= SELECTED EXTRACT =
Much progress has been made in the 40 years since immunoglobulin A (IgA) nephropathy was first described. We now have a reasonably complete understanding of the pathogenesis and mediation of this disease, but its etiology remains obscure and mysterious. New data on its epidemiology continue to emerge that will undoubtedly have clinical significance. We are beginning to perceive—but only dimly—the genetic predisposition to the disease.
Prognostication remains an imperfect science, but we are clearly making progress. The role of pathology in estimating prognosis in individual patients needs to be thoroughly reexamined, based on a uniformly agreed-upon classification scheme. Such work is currently in progress.
Therapy has certainly advanced, and we now have the rudiments of an evidence-based approach to management. However, much more needs to be done to refine these strategies so that they can be better matched to the characteristics of the patients, and there is a great need for novel therapeutic approaches and more information on multidrug regimens in selected patients. Many opportunities exist for improvement in the control of this common cause of chronic kidney disease, but we should not underestimate the challenges that present themselves in the field of IgA nephropathy in 2008 and beyond.

= PROBLEM REQUIREMENTS =
In the passage on IgA nephropathy, how long ago was the disease first described?

= EXTRACTED MATERIAL =
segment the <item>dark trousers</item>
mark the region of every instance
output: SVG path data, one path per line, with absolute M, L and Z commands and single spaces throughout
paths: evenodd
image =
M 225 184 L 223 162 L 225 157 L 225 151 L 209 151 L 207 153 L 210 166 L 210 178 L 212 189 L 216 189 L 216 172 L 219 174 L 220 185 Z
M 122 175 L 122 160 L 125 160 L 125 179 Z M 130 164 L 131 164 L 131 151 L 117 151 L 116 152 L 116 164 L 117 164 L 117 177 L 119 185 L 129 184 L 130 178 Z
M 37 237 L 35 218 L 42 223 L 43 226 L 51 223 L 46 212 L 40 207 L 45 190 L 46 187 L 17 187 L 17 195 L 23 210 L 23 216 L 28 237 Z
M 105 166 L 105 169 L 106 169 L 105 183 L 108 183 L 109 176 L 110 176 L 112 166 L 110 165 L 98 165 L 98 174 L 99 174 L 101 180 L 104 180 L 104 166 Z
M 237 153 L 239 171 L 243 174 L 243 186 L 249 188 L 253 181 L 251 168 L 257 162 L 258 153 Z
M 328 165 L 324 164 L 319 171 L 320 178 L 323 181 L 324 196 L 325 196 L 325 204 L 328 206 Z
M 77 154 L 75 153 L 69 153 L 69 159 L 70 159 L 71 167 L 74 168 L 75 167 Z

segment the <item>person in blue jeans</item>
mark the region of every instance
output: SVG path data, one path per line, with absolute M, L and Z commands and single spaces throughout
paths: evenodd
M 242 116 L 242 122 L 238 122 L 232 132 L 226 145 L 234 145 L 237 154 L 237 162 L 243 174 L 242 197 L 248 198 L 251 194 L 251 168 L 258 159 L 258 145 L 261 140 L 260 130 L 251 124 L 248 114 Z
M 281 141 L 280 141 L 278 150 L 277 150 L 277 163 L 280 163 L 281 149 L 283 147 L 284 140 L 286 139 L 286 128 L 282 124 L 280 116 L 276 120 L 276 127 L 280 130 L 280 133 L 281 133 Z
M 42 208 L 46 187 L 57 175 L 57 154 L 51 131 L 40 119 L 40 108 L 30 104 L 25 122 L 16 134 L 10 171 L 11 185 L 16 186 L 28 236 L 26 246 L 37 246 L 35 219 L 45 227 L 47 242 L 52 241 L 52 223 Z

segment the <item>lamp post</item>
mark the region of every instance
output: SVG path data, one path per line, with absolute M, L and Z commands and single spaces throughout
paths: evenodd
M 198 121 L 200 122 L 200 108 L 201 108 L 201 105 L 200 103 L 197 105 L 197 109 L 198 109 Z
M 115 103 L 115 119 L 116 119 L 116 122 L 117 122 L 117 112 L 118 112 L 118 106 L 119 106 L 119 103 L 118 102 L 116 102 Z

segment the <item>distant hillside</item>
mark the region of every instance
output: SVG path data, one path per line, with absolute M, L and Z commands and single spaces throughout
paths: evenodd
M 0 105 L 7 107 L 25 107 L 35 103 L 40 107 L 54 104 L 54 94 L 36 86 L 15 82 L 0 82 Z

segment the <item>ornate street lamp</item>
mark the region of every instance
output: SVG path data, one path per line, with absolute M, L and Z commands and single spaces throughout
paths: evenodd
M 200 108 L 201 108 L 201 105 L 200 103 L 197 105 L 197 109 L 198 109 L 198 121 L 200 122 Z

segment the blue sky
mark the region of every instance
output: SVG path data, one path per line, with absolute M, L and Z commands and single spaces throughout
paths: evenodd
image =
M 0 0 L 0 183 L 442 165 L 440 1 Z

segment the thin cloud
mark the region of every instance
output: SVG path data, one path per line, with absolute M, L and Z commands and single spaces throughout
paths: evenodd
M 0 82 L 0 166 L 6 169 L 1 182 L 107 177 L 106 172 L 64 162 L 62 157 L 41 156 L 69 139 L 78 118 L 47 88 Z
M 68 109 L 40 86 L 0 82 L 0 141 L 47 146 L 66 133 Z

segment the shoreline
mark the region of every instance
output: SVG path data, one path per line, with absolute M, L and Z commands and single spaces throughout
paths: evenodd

= TASK ANSWER =
40 years ago.